[DATA IN THIS EXERCISE — start]

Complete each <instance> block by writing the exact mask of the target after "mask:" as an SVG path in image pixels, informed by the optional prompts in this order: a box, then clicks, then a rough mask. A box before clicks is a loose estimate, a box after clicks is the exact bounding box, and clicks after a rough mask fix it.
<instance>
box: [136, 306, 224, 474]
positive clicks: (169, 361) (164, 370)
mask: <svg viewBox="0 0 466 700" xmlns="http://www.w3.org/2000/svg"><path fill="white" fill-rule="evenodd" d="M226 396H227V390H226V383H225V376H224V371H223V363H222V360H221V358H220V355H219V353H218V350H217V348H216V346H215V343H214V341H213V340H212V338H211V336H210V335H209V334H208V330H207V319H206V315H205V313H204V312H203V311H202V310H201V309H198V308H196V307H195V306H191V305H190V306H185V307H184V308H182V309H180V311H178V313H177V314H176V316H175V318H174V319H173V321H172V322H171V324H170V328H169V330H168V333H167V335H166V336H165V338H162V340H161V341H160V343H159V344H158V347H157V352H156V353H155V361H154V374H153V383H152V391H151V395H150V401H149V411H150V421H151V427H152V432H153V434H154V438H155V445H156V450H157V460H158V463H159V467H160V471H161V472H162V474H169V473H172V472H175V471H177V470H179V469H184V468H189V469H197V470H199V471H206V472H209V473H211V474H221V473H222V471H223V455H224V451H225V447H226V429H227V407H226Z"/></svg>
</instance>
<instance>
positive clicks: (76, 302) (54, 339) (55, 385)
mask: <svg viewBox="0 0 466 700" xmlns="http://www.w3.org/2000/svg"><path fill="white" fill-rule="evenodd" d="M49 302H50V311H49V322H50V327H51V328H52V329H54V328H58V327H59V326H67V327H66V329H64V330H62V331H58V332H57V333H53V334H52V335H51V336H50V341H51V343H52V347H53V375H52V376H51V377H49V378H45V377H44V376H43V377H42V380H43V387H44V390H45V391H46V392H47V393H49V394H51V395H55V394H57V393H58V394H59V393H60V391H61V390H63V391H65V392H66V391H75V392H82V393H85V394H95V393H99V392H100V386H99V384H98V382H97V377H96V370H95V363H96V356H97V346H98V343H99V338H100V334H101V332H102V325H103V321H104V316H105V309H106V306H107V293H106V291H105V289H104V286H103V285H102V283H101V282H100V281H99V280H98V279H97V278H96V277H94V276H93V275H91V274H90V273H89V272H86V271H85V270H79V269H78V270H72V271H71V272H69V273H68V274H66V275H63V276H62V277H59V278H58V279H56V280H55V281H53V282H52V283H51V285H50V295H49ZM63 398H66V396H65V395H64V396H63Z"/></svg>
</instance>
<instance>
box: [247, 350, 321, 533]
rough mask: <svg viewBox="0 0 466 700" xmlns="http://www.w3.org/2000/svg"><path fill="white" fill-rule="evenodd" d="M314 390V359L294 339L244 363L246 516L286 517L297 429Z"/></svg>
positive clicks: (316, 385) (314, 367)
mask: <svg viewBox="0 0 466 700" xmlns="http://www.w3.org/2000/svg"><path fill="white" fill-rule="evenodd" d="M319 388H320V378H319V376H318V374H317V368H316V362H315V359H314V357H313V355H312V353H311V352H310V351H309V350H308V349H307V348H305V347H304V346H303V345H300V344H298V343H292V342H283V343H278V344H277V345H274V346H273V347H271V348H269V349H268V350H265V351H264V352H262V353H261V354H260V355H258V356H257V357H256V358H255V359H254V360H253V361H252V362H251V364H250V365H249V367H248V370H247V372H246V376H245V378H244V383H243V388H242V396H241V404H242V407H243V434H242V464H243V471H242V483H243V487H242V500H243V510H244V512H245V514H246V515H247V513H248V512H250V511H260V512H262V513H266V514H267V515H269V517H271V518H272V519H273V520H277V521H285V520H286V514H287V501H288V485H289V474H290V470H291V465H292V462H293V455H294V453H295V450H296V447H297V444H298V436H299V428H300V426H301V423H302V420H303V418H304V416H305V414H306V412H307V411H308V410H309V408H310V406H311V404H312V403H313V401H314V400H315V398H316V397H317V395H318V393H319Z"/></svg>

[DATA IN THIS EXERCISE — finish]

▸ **GOAL OF THE EXERCISE**:
Repeat the records above exactly, with nothing left out.

▸ **EXERCISE RESULT**:
Complete each <instance> block by writing the exact mask of the target after "mask:" as an SVG path in image pixels, informed by the optional prompts in this order: a box, then clicks, then a rough mask. A box before clicks is a loose estimate, a box after clicks is the exact bounding box, and clicks after a rough mask fix it.
<instance>
box: [136, 306, 224, 474]
positive clicks: (169, 361) (164, 370)
mask: <svg viewBox="0 0 466 700" xmlns="http://www.w3.org/2000/svg"><path fill="white" fill-rule="evenodd" d="M226 396H227V390H226V383H225V376H224V371H223V363H222V360H221V358H220V355H219V353H218V350H217V348H216V346H215V343H214V341H213V340H212V338H211V336H210V335H209V334H208V330H207V319H206V315H205V313H204V312H203V311H202V310H201V309H198V308H196V307H195V306H191V305H190V306H185V307H184V308H182V309H180V311H178V313H177V314H176V316H175V318H174V319H173V321H172V322H171V324H170V328H169V330H168V333H167V335H166V336H165V338H162V340H161V341H160V343H159V344H158V347H157V352H156V353H155V361H154V374H153V383H152V391H151V395H150V401H149V411H150V421H151V427H152V432H153V434H154V438H155V445H156V450H157V460H158V463H159V467H160V471H161V472H162V474H169V473H172V472H175V471H177V470H179V469H184V468H189V469H197V470H199V471H206V472H209V473H211V474H221V473H222V471H223V455H224V451H225V447H226V429H227V407H226Z"/></svg>
</instance>
<instance>
positive clicks: (76, 302) (54, 339) (55, 385)
mask: <svg viewBox="0 0 466 700" xmlns="http://www.w3.org/2000/svg"><path fill="white" fill-rule="evenodd" d="M49 302H50V311H49V322H50V327H51V328H52V329H54V328H58V327H59V326H67V327H66V329H64V330H62V331H58V332H57V333H53V334H52V335H51V336H50V341H51V343H52V347H53V375H52V376H51V377H49V378H45V377H44V376H43V377H42V380H43V387H44V390H45V391H46V392H47V393H49V394H51V395H55V394H57V393H58V394H59V393H60V391H61V390H63V391H65V392H66V391H75V392H82V393H85V394H95V393H99V392H100V386H99V384H98V382H97V377H96V370H95V363H96V356H97V346H98V343H99V338H100V334H101V332H102V325H103V321H104V316H105V309H106V306H107V293H106V291H105V289H104V286H103V285H102V283H101V282H100V281H99V280H98V279H97V278H96V277H94V276H93V275H91V274H90V273H89V272H86V271H85V270H79V269H78V270H72V271H71V272H69V273H68V274H66V275H63V276H62V277H59V278H58V279H56V280H55V281H53V282H52V283H51V285H50V295H49ZM63 398H66V396H65V395H64V396H63Z"/></svg>
</instance>
<instance>
box: [247, 350, 321, 533]
rough mask: <svg viewBox="0 0 466 700" xmlns="http://www.w3.org/2000/svg"><path fill="white" fill-rule="evenodd" d="M314 390V359L294 339L244 363L246 516L286 517L297 429Z"/></svg>
positive clicks: (316, 385) (314, 367)
mask: <svg viewBox="0 0 466 700" xmlns="http://www.w3.org/2000/svg"><path fill="white" fill-rule="evenodd" d="M319 388H320V378H319V376H318V374H317V368H316V362H315V359H314V357H313V355H312V353H311V352H310V351H309V350H308V349H307V348H305V347H304V346H303V345H300V344H298V343H292V342H283V343H278V344H277V345H274V346H273V347H271V348H269V349H268V350H265V351H264V352H262V353H261V354H260V355H258V356H257V357H256V358H255V359H254V360H253V361H252V362H251V364H250V365H249V367H248V370H247V372H246V376H245V378H244V383H243V388H242V396H241V404H242V407H243V434H242V464H243V471H242V483H243V487H242V500H243V510H244V512H245V514H246V515H247V513H248V512H250V511H260V512H262V513H266V514H267V515H269V517H271V518H272V519H273V520H277V521H285V520H286V514H287V501H288V485H289V474H290V470H291V465H292V462H293V455H294V453H295V450H296V447H297V444H298V436H299V428H300V426H301V423H302V420H303V418H304V416H305V414H306V412H307V411H308V410H309V408H310V406H311V404H312V403H313V401H314V400H315V398H316V397H317V395H318V393H319Z"/></svg>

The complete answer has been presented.